— Start Information given —
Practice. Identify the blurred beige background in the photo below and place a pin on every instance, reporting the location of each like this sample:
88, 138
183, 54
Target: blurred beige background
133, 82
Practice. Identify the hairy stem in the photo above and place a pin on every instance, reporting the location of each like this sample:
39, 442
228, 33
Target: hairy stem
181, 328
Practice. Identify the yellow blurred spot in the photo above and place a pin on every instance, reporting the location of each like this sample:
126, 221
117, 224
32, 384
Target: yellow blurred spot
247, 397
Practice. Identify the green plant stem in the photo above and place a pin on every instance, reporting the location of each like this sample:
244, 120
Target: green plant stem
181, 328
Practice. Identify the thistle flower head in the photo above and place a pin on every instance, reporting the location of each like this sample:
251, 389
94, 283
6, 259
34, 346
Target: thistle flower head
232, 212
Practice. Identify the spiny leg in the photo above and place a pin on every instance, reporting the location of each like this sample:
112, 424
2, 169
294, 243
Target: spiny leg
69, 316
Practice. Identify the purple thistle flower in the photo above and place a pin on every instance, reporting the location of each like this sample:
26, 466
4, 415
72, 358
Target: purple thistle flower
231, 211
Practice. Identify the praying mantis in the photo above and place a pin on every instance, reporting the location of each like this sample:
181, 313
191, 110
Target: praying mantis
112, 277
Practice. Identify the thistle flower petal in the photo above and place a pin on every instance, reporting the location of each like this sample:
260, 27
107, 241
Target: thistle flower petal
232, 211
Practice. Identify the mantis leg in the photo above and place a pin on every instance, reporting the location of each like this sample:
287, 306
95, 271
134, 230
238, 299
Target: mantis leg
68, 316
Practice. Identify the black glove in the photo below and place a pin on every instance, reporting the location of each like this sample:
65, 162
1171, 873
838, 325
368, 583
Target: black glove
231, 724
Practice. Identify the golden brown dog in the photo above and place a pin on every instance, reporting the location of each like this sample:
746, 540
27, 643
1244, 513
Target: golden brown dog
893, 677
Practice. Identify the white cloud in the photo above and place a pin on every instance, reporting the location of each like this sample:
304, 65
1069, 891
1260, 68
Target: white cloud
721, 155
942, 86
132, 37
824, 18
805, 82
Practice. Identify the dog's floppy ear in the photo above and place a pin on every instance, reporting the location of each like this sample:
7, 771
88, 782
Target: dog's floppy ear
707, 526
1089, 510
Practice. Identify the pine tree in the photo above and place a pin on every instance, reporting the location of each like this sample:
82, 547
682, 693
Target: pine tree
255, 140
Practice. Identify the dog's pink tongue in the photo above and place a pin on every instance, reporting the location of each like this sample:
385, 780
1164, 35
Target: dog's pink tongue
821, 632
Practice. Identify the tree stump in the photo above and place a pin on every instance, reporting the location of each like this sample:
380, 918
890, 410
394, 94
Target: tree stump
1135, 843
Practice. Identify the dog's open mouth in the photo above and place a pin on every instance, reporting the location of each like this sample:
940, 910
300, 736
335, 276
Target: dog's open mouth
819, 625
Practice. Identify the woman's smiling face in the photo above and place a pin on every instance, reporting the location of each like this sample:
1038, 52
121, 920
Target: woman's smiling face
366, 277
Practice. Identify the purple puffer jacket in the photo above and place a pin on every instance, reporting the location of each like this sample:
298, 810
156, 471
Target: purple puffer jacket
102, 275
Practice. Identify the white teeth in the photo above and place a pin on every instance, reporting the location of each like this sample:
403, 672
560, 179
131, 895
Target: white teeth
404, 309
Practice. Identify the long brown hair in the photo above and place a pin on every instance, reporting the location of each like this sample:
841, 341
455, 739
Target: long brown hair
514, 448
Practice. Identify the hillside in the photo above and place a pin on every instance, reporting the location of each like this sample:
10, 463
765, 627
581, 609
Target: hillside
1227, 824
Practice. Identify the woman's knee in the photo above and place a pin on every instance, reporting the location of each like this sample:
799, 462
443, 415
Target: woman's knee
— End Information given —
_Given instruction_: Copy out the material starting with the line with "Practice. Identify the woman's smiling" and going on through the end, requests included. Multiply every coordinate in the answers by 1.8 and round to whole numbers, with halves going up. Leave the requests and their sample coordinates unchanged.

_The result_:
Practice. Identify the woman's smiling face in the photo above and place a pin on every instance, reporting the location of each like this sample:
1038, 52
121, 920
Target: woman's smiling face
659, 499
Practice. Identify the purple puffer jacket in the photo above and place a pin on every instance, reporting the location of each like this sample:
298, 810
156, 471
Target: purple puffer jacket
184, 495
Practice. Identify the white teeth in the photo above and place a pin on every instance, reporting the location of each like this sample:
403, 672
560, 179
131, 895
Target: white teeth
727, 556
Practice. Identify the long brown hair in the photo above and place a pin on every instance, reporting the location of each like this sample:
841, 341
455, 739
Target: long brown hair
925, 806
Practice. Identify the hillside in the photo above and place a pin on every instance, reporting the location of each like this sample:
10, 463
765, 627
581, 609
Target: hillside
2209, 1483
Practice. Identify the woman's knee in the photo above and place a pin on every instance, reporting the location of each like this sample:
799, 462
443, 415
Target: woman's knee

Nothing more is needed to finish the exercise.